(WORK INSTRUCTIONS): Exact repetition of the whole listing is what this exercise asks for.
○ ○ ○
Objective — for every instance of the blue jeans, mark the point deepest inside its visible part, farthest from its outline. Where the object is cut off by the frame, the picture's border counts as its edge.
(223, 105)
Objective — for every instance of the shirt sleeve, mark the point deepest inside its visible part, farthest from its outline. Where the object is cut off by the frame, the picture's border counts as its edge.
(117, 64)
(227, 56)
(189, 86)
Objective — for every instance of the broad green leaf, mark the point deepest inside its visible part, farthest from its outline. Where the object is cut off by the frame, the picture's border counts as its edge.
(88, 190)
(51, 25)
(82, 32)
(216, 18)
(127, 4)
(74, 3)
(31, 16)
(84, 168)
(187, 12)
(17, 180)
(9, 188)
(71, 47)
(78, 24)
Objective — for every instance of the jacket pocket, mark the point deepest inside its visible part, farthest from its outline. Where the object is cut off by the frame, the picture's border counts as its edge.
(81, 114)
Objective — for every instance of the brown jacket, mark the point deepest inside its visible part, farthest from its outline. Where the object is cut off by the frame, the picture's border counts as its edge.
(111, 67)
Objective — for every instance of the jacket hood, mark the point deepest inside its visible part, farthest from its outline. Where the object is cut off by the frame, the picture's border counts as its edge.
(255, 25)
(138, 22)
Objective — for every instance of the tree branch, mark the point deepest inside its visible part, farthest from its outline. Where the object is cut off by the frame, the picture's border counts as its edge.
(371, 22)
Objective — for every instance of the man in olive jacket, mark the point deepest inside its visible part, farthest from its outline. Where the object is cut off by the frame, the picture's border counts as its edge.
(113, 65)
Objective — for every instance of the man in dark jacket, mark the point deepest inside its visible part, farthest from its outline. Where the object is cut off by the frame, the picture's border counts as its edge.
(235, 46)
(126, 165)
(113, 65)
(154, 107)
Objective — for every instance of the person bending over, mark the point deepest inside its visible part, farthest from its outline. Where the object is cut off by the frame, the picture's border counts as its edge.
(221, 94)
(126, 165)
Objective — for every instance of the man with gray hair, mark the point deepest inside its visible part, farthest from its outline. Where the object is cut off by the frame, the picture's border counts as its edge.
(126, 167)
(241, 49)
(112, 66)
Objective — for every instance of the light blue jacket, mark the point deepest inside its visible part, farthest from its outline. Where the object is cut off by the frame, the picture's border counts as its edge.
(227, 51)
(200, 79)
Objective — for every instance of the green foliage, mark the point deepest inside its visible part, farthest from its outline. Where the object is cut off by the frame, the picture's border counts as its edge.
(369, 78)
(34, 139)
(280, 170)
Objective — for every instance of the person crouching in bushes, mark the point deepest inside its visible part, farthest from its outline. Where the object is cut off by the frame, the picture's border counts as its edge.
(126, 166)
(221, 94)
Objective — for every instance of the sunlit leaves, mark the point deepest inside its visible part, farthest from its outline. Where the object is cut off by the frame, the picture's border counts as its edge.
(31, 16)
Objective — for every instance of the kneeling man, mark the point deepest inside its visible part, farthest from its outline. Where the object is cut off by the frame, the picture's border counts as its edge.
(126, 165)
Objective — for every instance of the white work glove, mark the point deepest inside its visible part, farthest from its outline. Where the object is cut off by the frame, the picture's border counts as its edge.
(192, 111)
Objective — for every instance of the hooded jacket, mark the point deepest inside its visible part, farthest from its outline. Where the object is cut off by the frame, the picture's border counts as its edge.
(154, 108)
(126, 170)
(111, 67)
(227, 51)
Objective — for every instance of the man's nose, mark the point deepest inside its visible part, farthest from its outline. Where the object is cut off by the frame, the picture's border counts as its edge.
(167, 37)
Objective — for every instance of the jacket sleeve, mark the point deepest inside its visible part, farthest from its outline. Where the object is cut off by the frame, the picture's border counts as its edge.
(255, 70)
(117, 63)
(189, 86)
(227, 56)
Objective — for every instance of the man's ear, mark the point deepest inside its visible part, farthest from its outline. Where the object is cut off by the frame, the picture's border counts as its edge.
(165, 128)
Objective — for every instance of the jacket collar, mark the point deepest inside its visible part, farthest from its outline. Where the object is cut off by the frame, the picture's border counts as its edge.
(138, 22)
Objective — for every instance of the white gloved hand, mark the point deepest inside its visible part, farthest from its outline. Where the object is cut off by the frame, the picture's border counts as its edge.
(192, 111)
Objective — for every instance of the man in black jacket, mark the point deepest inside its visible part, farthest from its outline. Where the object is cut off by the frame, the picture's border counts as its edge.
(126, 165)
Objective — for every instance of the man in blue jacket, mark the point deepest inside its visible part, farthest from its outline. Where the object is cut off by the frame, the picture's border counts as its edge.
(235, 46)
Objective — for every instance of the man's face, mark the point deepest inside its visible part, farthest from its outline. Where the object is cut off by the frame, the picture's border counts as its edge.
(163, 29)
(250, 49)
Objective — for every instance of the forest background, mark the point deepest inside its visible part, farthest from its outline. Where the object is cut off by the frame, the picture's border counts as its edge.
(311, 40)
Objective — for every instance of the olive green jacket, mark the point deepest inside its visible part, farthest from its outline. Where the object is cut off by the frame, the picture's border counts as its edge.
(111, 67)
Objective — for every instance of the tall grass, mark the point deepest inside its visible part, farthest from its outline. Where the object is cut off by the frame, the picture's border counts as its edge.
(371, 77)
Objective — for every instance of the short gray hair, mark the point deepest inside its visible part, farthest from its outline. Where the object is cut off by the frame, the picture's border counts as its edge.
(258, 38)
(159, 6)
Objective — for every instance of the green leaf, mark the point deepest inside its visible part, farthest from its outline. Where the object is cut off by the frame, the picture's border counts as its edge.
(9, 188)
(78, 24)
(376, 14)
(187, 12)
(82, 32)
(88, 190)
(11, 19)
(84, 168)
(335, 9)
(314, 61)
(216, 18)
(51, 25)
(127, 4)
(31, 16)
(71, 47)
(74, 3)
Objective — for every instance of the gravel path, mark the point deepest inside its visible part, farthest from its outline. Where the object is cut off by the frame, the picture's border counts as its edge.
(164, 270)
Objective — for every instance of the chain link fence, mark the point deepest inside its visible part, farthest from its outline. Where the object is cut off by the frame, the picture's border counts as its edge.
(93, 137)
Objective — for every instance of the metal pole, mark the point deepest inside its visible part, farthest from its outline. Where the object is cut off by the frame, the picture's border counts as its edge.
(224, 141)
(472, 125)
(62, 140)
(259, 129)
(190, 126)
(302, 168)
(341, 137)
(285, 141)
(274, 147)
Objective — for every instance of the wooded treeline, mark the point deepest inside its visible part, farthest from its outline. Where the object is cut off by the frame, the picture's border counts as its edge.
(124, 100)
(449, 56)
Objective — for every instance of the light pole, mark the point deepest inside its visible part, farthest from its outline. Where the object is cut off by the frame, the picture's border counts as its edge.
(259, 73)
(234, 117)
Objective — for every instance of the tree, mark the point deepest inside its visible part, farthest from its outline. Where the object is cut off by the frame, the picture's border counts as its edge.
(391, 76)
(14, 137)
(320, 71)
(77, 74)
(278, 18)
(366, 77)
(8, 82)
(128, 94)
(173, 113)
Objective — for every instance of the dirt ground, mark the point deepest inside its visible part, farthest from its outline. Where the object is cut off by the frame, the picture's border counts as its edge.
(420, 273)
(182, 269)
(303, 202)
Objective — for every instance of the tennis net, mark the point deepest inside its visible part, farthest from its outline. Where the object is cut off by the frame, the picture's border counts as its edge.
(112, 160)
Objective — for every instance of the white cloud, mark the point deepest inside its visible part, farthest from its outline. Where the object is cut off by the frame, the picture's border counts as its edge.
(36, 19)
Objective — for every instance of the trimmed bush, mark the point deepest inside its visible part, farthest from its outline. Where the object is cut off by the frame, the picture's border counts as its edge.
○ ○ ○
(ANSWER BOX):
Objective — for every instance of the blue jeans, mark the point deepest inside its visible part, farthest from its outline. Where the object is cut off by the frame, the picture's border counts as its edge.
(223, 105)
Objective — for every instance of the shirt sleeve, mark the point deepest inside its visible part, farthest from its outline. Where the object is cut off by the frame, the picture's border counts as its edge.
(117, 64)
(227, 56)
(189, 86)
Objective — for every instance of the broad green leaf, mark the point deepest inside its visible part, farthest from its outline. Where the object is cut off by the frame, the picture's border counts as its edge.
(88, 190)
(51, 25)
(82, 32)
(216, 18)
(127, 4)
(74, 3)
(31, 16)
(84, 168)
(187, 12)
(17, 180)
(9, 188)
(71, 47)
(78, 24)
Objective — for every instance of the jacket pocket, mark the point deepest inside its visible part, farthest from its outline. Where the object is cut off by the frame, the picture's border counts as its edge.
(81, 114)
Objective — for every instance of the brown jacket, mark the point deepest inside its visible part, farthest from its outline. Where the object is cut off by the frame, the picture's border counts as its edge.
(111, 67)
Objective — for every instance of the jacket hood, mark the point deepest inside its visible part, farthest from its outline. Where the object is cut off by the frame, the picture's border counts as its edge.
(255, 25)
(138, 22)
Objective — for every instance of the tree branch, mark the point deepest inside its visible part, farthest from its outline. Where the object is cut off by the frame, the picture's border counts as its edge.
(371, 22)
Objective — for every instance of the man in olive jacket, mark the point deepest inside its visible part, farthest from its outline. Where the object is cut off by the frame, the picture's border counts as its edge.
(113, 65)
Objective — for every instance of the man in dark jacket, mark the point deepest inside its visible part, farthest from its outline. Where the object is cut off by the frame, the picture's border counts as its edge.
(235, 46)
(126, 165)
(113, 65)
(154, 107)
Objective — for every instance of the person bending over, mark the point deepest inside its visible part, farthest from its outline. Where the object is cut off by the frame, the picture's border counts as its edge.
(221, 94)
(126, 165)
Objective — for every instance of the man with gray hair, mark the point deepest inside its visible part, farthest from its outline. Where the object is cut off by the frame, the picture's border counts as its edge.
(126, 167)
(241, 49)
(112, 66)
Objective — for every instance of the light blue jacket, mark the point deepest inside its visible part, farthest from its outline. Where the object is cut off by the frame, the picture's border counts as its edge.
(227, 51)
(200, 79)
Objective — for every instance of the green foliage, mark the point deepest inside its visible part, farthest from its outline. Where the object is cut off by the frame, the picture's border counts as its edge.
(369, 78)
(34, 139)
(280, 170)
Objective — for every instance of the person crouching in bushes, mark the point deepest inside its visible part, farthest from its outline. Where the object is cut off by the frame, the picture's border counts as its edge.
(126, 166)
(221, 94)
Objective — for every instance of the sunlit leaves, mark the point deepest inside its visible part, farthest from its outline. Where the object is cut off by the frame, the picture's border counts as its edge.
(31, 16)
Objective — for every instance of the kneeling man, mark the point deepest inside its visible part, farthest from its outline. Where the object is cut off by the frame, the picture's border counts as its edge.
(126, 165)
Objective — for every instance of the white work glove, mark the point deepest inside its visible part, farthest from its outline. Where the object is cut off by the frame, the picture's border counts as its edge.
(192, 111)
Objective — for every instance of the hooded jacket, mark the point deepest inside its visible part, farthest from its outline. Where the object is cut off by the frame, the picture's border counts as its edge.
(154, 108)
(126, 170)
(111, 67)
(227, 51)
Objective — for every instance of the man's nose, mark the point deepest inside its visible part, farthest from its outline. Where the object is cut off by the frame, the picture's border counts as its edge.
(167, 37)
Objective — for every instance of the jacket sleeve, mark the point deepest inside its visible part, farthest from its outline. Where the object is cut off by the frame, the picture's border counts as its edge.
(255, 70)
(117, 63)
(189, 86)
(227, 56)
Objective — for every instance of the man's ear, mark the point deepest inside its visible part, farthest from its outline. Where the object is cut off by the frame, the picture's border counts as its edge.
(165, 128)
Objective — for every instance of the jacket collar, mark the point deepest inside its visible part, farthest from its outline. Where the object is cut off by the frame, the picture's border counts as its edge.
(138, 22)
Objective — for every instance of the white gloved hand, mark the point deepest inside its visible part, farthest from its outline. Where the object is cut off by the frame, the picture's border counts as its edge.
(192, 111)
Objective — for every instance of the man in black jacket, mark the point deepest inside its visible part, farthest from its outline. Where the object is cut off by the frame, the picture's border counts as its edge.
(126, 165)
Objective — for every instance of the man in blue jacket, mark the point deepest inside its visible part, farthest from its outline. Where the object is cut off by the frame, the picture's border counts as its edge.
(235, 46)
Objective — for every instance of the man's face, mark the point deepest inside its visible part, farthest from its outline. Where the object is cut off by the frame, the picture's border counts as its edge.
(163, 29)
(250, 49)
Objective — for every instance of the forest background, mark the point deepest inside its visible part, farthest from its outline. Where the object is cut off by the frame, the picture's border counts as its edge.
(311, 40)
Objective — for every instance of the olive green jacket, mark the point deepest inside its visible part, farthest from its outline. Where the object is cut off by the frame, the picture's border counts as its edge.
(111, 67)
Objective — for every instance of the tall grass, mark the point deepest inside its visible part, farthest from its outline. Where the object is cut off by the frame, the picture's border counts as its edge.
(371, 77)
Objective — for every instance of the short gray hair, mark the point deepest inside its visible part, farthest from its outline. Where the object is cut off by the frame, the picture's border counts as its edge.
(258, 38)
(159, 6)
Objective — for every instance of the green leaf, mark the point deepest inside its visible part, farthest from its outline. Where the object is cut off by the frame, the picture's border counts as its edge.
(9, 188)
(78, 24)
(376, 14)
(187, 12)
(82, 32)
(88, 190)
(11, 19)
(84, 168)
(335, 9)
(314, 61)
(216, 18)
(51, 25)
(127, 4)
(31, 16)
(71, 47)
(74, 3)
Objective — for every instance of the gravel path, mark the point deepest inside its visible part, farthest from its outline. Where the object is cut off by the frame, the picture's border counts as its edge.
(164, 270)
Objective — for every instance of the chain link fence, mark the point deepest inside its visible part, farthest from its outline. Where the object is cut off by the frame, the picture's border counts as its edge.
(93, 137)
Objective — for every instance of the metal pole, mark the point deepest inside its visible part, farthest from its outline. Where the object is cut off by the frame, the picture's border counts as its edge.
(224, 141)
(472, 125)
(62, 140)
(259, 129)
(190, 126)
(302, 168)
(341, 137)
(285, 141)
(274, 147)
Objective — for every instance of the wooded treeline, mark the point deepest inside its visible part, farthest from its outline. Where the object is cut off by the frame, the picture's border counts as its edge.
(124, 100)
(449, 56)
Objective — for every instance of the light pole, mark the point deepest inside its visible part, farthest from its outline. Where the object is cut off by the frame, the picture's border counts as its edge.
(259, 73)
(234, 117)
Objective — for every instance of the tree, mark the point deepest inside its visible part, farthest from its outline. Where the object is cut off by the frame, the picture's border counts as its edge.
(391, 76)
(14, 137)
(320, 71)
(77, 74)
(278, 18)
(366, 77)
(8, 82)
(128, 94)
(173, 113)
Objective — for every instance of the dirt ground, mark the point deepest inside its visible part, farthest from its outline. Where the object is cut off by the frame, the picture's border counts as its edge.
(420, 273)
(182, 269)
(303, 202)
Objective — for every instance of the tennis net, mark the point deepest inside its visible part, farthest from its outline. Where the object is cut off by the frame, the picture's border counts as its edge.
(112, 160)
Objective — for every instance of the white cloud, mark the point deepest inside its visible part, farthest from its outline. Where the object is cut off by the frame, the picture's border counts as its edge.
(36, 19)
Objective — for every instance of the trimmed bush, mark the point deepest inside its visible part, farthest from its outline. Where the object is cut off by the frame, the picture's border counts as its edge.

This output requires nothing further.